◆ **WORK INSTRUCTIONS**:
Quote every line below exactly as it reads.

◆ **INPUT FOR THIS TASK**:
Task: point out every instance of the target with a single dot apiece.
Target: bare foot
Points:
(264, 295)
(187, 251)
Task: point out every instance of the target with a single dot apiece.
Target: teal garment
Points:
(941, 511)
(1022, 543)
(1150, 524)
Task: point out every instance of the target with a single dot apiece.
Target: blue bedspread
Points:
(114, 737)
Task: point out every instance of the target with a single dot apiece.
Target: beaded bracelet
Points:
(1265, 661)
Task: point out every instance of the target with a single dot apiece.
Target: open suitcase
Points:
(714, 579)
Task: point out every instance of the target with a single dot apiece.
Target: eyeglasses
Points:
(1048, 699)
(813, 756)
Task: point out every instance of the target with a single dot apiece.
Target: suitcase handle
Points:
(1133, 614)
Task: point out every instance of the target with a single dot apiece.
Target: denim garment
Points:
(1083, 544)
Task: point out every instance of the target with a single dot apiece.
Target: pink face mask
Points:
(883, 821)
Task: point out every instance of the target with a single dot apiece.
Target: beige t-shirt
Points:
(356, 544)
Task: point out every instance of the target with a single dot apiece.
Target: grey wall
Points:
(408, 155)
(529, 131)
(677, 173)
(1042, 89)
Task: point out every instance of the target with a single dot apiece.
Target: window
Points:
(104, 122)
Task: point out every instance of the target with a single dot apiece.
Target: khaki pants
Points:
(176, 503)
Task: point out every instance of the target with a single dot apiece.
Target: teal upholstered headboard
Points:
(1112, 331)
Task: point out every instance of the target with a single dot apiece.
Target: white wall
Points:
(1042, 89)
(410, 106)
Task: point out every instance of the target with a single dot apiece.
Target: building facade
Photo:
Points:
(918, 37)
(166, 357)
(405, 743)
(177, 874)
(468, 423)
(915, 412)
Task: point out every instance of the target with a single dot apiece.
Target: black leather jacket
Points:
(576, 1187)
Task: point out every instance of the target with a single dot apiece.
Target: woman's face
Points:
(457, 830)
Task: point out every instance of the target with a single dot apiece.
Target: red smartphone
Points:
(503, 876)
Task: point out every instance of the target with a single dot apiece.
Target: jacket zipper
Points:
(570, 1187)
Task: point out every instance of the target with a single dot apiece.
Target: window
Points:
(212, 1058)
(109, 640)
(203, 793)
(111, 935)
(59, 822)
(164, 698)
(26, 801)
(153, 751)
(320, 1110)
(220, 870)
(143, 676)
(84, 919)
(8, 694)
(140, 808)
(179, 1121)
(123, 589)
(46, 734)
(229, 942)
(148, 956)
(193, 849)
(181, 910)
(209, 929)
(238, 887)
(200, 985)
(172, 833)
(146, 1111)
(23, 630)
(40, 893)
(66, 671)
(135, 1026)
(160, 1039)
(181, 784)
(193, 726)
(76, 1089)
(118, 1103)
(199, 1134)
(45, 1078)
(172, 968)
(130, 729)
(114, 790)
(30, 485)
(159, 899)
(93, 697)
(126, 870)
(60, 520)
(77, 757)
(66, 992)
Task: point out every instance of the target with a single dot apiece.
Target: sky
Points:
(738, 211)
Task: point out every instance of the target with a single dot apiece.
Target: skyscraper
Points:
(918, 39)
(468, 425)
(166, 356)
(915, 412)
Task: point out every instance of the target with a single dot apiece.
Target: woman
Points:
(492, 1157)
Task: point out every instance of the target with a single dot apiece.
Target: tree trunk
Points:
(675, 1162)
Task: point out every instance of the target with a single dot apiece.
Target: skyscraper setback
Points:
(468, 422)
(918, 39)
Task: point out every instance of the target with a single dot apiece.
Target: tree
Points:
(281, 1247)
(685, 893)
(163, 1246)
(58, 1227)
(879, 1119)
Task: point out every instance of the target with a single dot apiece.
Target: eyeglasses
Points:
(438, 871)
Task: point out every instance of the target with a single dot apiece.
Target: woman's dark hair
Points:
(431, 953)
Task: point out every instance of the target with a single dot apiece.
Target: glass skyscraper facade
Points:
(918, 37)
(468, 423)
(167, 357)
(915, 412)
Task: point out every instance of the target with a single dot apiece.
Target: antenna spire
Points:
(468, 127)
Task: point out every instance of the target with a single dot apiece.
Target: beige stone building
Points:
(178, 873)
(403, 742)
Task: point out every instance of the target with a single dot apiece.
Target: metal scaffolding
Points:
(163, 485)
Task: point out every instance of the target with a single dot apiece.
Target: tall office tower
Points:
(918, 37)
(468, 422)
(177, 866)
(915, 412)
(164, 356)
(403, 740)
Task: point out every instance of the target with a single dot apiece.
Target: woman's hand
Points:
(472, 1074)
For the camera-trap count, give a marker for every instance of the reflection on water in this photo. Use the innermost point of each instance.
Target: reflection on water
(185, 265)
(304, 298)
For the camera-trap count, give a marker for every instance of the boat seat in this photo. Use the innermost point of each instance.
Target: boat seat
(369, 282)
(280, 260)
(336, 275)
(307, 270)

◆ **THE OUTPUT**:
Task: point out every instance of the target with a single dot apiece.
Target: bare foot
Points:
(264, 295)
(187, 251)
Task: point out every instance of the target with a single dot apiece.
Target: teal garment
Points:
(941, 511)
(1022, 543)
(1150, 524)
Task: point out every instance of the target with a single dot apiece.
Target: blue bedspread
Points:
(114, 737)
Task: point out every instance of the target with a single dot apiece.
Target: beaded bracelet
Points:
(1265, 661)
Task: point out every instance of the target with a single dot apiece.
Target: open suitcase
Points:
(714, 579)
Task: point out every instance of the target with a single dot apiece.
Target: eyeglasses
Points:
(1048, 699)
(813, 756)
Task: point out every instance of the target with a single dot apiece.
Target: suitcase handle
Points:
(1133, 614)
Task: point out every instance of the target with a single dot apiece.
Target: denim garment
Points:
(1083, 544)
Task: point out every instance of the target with a single dot apiece.
Target: pink face mask
Points:
(883, 821)
Task: point out every instance of the target with a single dot apiece.
Target: beige t-shirt
Points:
(356, 544)
Task: point out every instance of the target with a single dot apiece.
Target: grey wall
Points:
(408, 155)
(529, 131)
(677, 173)
(1042, 89)
Task: point out every instance of the target with a single dot apiece.
Target: window
Points:
(104, 122)
Task: point out every instance of the target with a single dot apiece.
Target: khaki pants
Points:
(176, 503)
Task: point out every instance of the target with a single dot apiece.
Target: teal upholstered headboard
Points:
(1112, 331)
Task: point out every instance of the target with a single dot apiece.
Target: white wall
Points:
(1042, 89)
(410, 106)
Task: point out every instance of the target with a single dot apiece.
Target: building facade
Photo:
Points:
(918, 37)
(166, 357)
(405, 743)
(177, 874)
(468, 423)
(915, 412)
Task: point out every instance of the target with a single dot apiece.
Target: black leather jacket
Points:
(576, 1187)
Task: point out every instance of the target with a single dot apiece.
Target: woman's face
Points:
(457, 830)
Task: point out every instance of the target with a single dot apiece.
Target: red smartphone
Points:
(503, 876)
Task: point out every instance of the target with a single dot apiece.
Target: jacket zipper
Points:
(570, 1187)
Task: point out every instance of the target with a single dot apiece.
Target: window
Points:
(212, 1058)
(109, 640)
(203, 793)
(111, 935)
(59, 822)
(164, 698)
(26, 801)
(153, 751)
(320, 1110)
(220, 870)
(143, 676)
(84, 919)
(8, 694)
(140, 808)
(179, 1121)
(123, 589)
(46, 734)
(229, 942)
(148, 956)
(193, 849)
(181, 910)
(209, 929)
(238, 887)
(200, 985)
(172, 833)
(146, 1111)
(23, 630)
(40, 893)
(66, 671)
(135, 1026)
(160, 1039)
(181, 784)
(193, 726)
(76, 1089)
(118, 1103)
(199, 1134)
(45, 1078)
(172, 968)
(130, 729)
(114, 790)
(30, 485)
(159, 899)
(93, 697)
(126, 870)
(60, 520)
(77, 757)
(66, 992)
Task: point out every instance of the target with a single dot apiece.
Target: sky
Points:
(738, 211)
Task: point out every instance of the target with a single dot apiece.
Target: skyscraper
Points:
(918, 39)
(468, 425)
(166, 356)
(915, 412)
Task: point out every instance of the target with a single dot apiece.
Target: woman
Points:
(492, 1157)
Task: point out every instance of the target with a single dot apiece.
Target: tree trunk
Points:
(675, 1162)
Task: point out every instance of the target with a single dot apiece.
Target: skyscraper setback
Points:
(468, 422)
(918, 39)
Task: point out every instance of the target with a single dot apiece.
Target: tree
Points:
(281, 1247)
(685, 893)
(163, 1246)
(58, 1227)
(879, 1119)
Task: point out every instance of the target with a single dot apiece.
Target: eyeglasses
Points:
(438, 871)
Task: point out every instance of the target with a single dot apiece.
Target: woman's dark hair
Points:
(431, 953)
Task: point out every instance of the target with a single dot apiece.
Target: glass skyscraper facade
Points:
(918, 37)
(468, 423)
(167, 357)
(915, 412)
Task: point out every instance of the target with a single dot apiece.
Target: antenna spire
Points:
(468, 127)
Task: point out every instance of the target with a single dot apiece.
Target: beige stone building
Points:
(178, 873)
(403, 742)
Task: point out every instance of the target with a single dot apiece.
Target: metal scaffolding
Points:
(163, 485)
Task: point out every instance of the target with a single dot apiece.
Target: tall office tower
Points:
(918, 37)
(468, 422)
(177, 866)
(915, 412)
(164, 356)
(403, 740)
Task: point out every instance of the target with a single dot apiece.
Target: woman's hand
Points:
(472, 1074)
For the camera-trap count, give a marker for every instance of the reflection on water in this photo. Use the innermost point of each instance.
Target: reflection on water
(185, 265)
(304, 298)
For the camera-trap count, give a marker for every instance of the boat seat in this photo. Use the innermost point of each instance.
Target: boat seat
(369, 282)
(280, 260)
(336, 275)
(307, 270)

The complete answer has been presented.